__Activities__:
A - Print the part of the BART notebook that runs from "# Load domain-specific" down to "text goes here.".
B - Using the BART notebook, state for each of these whether it agrees with the text, answering yes or no and quoting the deciding words: (i) the domain-specific tokenizer is loaded from "facebook/bart-large"; (ii) both summarizers are called with a maximum length of 150; (iii) the ROUGE scorer is set up to use stemming.
C - Answer these questions from the BART notebook:
(i) What task name is passed as the first argument to each pipeline call?
(ii) Which ROUGE variants is the scorer initialized with?
(iii) How long should the pasted sample scientific text be?
Provided text Start Marker
2. **Import necessary libraries**

In [None]:
from transformers import BartTokenizer, BartForConditionalGeneration, pipeline
from datasets import load_metric

### Part 2: Load Models and Tokenizers

In [None]:
# Load general BART model
general_tokenizer = BartTokenizer.from_pretrained("facebook/bart-large")
general_model = BartForConditionalGeneration.from_pretrained("facebook/bart-large")

general_summarizer = pipeline("summarization", model=general_model, tokenizer=general_tokenizer)

# Load domain-specific BART model
pubmed_tokenizer = BartTokenizer.from_pretrained("ccdv/lsg-bart-base-4096-pubmed")
pubmed_model = BartForConditionalGeneration.from_pretrained("ccdv/lsg-bart-base-4096-pubmed")

domain_summarizer = pipeline("summarization", model=pubmed_model, tokenizer=pubmed_tokenizer)

### Part 3: Provide Scientific Text for Summarization
Paste a sample scientific text below. It should be at least a few paragraphs long.

In [None]:
sample_text = """
Your scientific text goes here.
"""

### Part 4: Generate Summaries

In [None]:
# Generate summaries using both models
general_summary = general_summarizer(sample_text, max_length=150, min_length=40, do_sample=False)[0]['summary_text']
domain_summary = domain_summarizer(sample_text, max_length=150, min_length=40, do_sample=False)[0]['summary_text']

print("General Model Summary:\n", general_summary)
print("\nDomain-Finetuned Model Summary:\n", domain_summary)

### Part 5: Evaluate using ROUGE Metrics

In [None]:
from rouge_score import rouge_scorer

# Initialize the ROUGE scorer
scorer = rouge_scorer.RougeScorer(['rouge1', 'rouge2', 'rougeL'], use_stemmer=True)
Provided text End Marker
Given records Start Marker
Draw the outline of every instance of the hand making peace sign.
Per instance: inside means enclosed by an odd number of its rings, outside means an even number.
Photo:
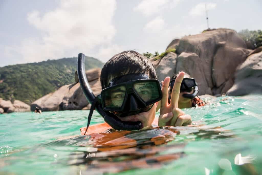
[[[158,120],[159,126],[187,125],[192,123],[191,116],[186,114],[178,108],[178,99],[180,86],[185,73],[181,72],[176,79],[172,93],[170,103],[168,102],[168,88],[170,77],[165,78],[162,86],[163,97],[161,101],[160,115]]]

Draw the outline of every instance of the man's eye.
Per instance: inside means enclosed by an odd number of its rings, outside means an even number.
[[[124,97],[124,95],[122,94],[117,94],[114,96],[114,97],[116,98],[121,98]]]
[[[146,95],[148,94],[149,92],[147,91],[142,91],[140,92],[140,93],[143,95]]]

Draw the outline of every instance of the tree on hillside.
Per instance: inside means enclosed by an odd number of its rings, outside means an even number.
[[[262,30],[242,30],[238,33],[245,41],[248,48],[254,49],[262,46]]]

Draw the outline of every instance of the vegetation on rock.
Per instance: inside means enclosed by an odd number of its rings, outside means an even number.
[[[262,30],[249,30],[245,29],[240,31],[238,33],[247,44],[249,43],[254,49],[262,46]]]
[[[158,52],[157,51],[156,51],[155,52],[154,54],[153,54],[148,52],[146,52],[146,53],[143,53],[143,55],[149,59],[151,58],[153,58],[153,57],[156,57],[156,56],[159,55],[159,54],[158,53]]]
[[[86,70],[101,68],[103,65],[94,58],[86,58]],[[74,57],[48,60],[0,68],[0,97],[30,104],[62,86],[73,83],[77,59]]]
[[[160,55],[156,57],[155,58],[155,60],[156,60],[159,59],[161,59],[164,57],[168,53],[171,52],[173,52],[174,53],[176,53],[176,49],[169,49],[166,50],[165,52],[161,53]]]

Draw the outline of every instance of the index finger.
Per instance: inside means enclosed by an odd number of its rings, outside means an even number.
[[[177,108],[178,107],[178,99],[179,98],[180,87],[184,75],[184,72],[180,72],[176,79],[175,83],[172,90],[171,99],[170,99],[170,104],[173,108]]]

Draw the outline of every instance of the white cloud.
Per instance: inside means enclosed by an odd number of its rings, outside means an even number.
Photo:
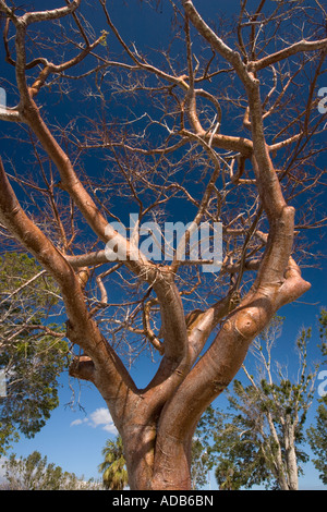
[[[74,419],[74,422],[71,423],[71,427],[82,424],[88,425],[93,428],[101,427],[102,430],[106,430],[109,434],[113,434],[114,436],[118,435],[112,417],[106,407],[97,409],[90,413],[89,417],[84,419]]]

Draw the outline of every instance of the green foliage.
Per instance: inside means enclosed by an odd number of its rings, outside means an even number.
Given records End Marker
__Results for the exercise__:
A -
# Load domain-specific BART model
pubmed_tokenizer = BartTokenizer.from_pretrained("ccdv/lsg-bart-base-4096-pubmed")
pubmed_model = BartForConditionalGeneration.from_pretrained("ccdv/lsg-bart-base-4096-pubmed")

domain_summarizer = pipeline("summarization", model=pubmed_model, tokenizer=pubmed_tokenizer)

### Part 3: Provide Scientific Text for Summarization
Paste a sample scientific text below. It should be at least a few paragraphs long.

In [None]:
sample_text = """
Your scientific text goes here.

B -
(i) No: "pubmed_tokenizer = BartTokenizer.from_pretrained("ccdv/lsg-bart-base-4096-pubmed")"
(ii) Yes: "max_length=150, min_length=40, do_sample=False"
(iii) Yes: "use_stemmer=True"

C -
(i) "summarization"
(ii) rouge1, rouge2 and rougeL
(iii) At least a few paragraphs long